> _Provided text_
______________________________
Class OfficeParser

    • Constructor Detail

      • OfficeParser

        public OfficeParser()
    • Method Detail

      • getSupportedTypes

        public java.util.Set<MediaType> getSupportedTypes​(ParseContext context)
        Description copied from interface: Parser
        Returns the set of media types supported by this parser when used with the given parse context.
        Parameters:
        context - parse context
        Returns:
        immutable set of media types
      • parse

        public void parse​(java.io.InputStream stream,
                          org.xml.sax.ContentHandler handler,
                          Metadata metadata,
                          ParseContext context)
                   throws java.io.IOException,
                          org.xml.sax.SAXException,
                          TikaException
        Extracts properties and text from an MS Document input stream
        Parameters:
        stream - the document stream (input)
        handler - handler for the XHTML SAX events (output)
        metadata - document metadata (input and output)
______________________________
> _Required task A_
List every exception that the parse method in the OfficeParser documentation is declared to throw.
______________________________
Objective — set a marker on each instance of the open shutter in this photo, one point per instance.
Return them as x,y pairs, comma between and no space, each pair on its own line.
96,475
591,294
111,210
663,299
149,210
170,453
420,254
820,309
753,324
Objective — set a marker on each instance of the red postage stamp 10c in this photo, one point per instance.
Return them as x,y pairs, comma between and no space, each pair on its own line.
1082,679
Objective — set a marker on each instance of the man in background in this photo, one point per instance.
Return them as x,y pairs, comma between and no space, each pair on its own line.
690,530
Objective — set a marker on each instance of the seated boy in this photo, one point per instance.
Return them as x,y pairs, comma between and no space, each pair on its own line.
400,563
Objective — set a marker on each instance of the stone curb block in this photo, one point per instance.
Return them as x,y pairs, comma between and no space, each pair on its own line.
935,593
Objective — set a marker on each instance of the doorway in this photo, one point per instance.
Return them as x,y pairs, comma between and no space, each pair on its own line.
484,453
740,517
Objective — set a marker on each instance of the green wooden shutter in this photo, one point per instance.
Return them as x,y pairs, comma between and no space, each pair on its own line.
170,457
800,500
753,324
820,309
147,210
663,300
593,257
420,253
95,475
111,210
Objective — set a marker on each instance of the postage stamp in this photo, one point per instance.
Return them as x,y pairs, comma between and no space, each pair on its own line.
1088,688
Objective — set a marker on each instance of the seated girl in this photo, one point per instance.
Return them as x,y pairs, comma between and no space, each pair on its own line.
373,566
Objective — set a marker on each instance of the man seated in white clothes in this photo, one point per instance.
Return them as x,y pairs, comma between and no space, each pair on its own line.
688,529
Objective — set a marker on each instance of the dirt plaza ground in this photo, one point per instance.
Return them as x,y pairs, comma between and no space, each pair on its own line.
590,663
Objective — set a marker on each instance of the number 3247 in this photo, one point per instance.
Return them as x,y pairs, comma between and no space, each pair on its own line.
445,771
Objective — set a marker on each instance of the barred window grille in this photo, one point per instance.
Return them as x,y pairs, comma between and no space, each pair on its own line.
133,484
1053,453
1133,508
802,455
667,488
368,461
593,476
______________________________
> _Required task B_
In the records, update the lines from the one containing "Objective — set a marker on each instance of the barred" through the end of the records, changing "window grille" to "window grating" and leaving everything else unchanged. Give only those lines.

> _Result A_
java.io.IOException
org.xml.sax.SAXException
TikaException

> _Result B_
Objective — set a marker on each instance of the barred window grating in this photo, one point per instance.
Return them as x,y pairs, comma between and no space, each pair on its own line.
133,484
1053,453
1133,508
802,455
667,488
368,461
593,476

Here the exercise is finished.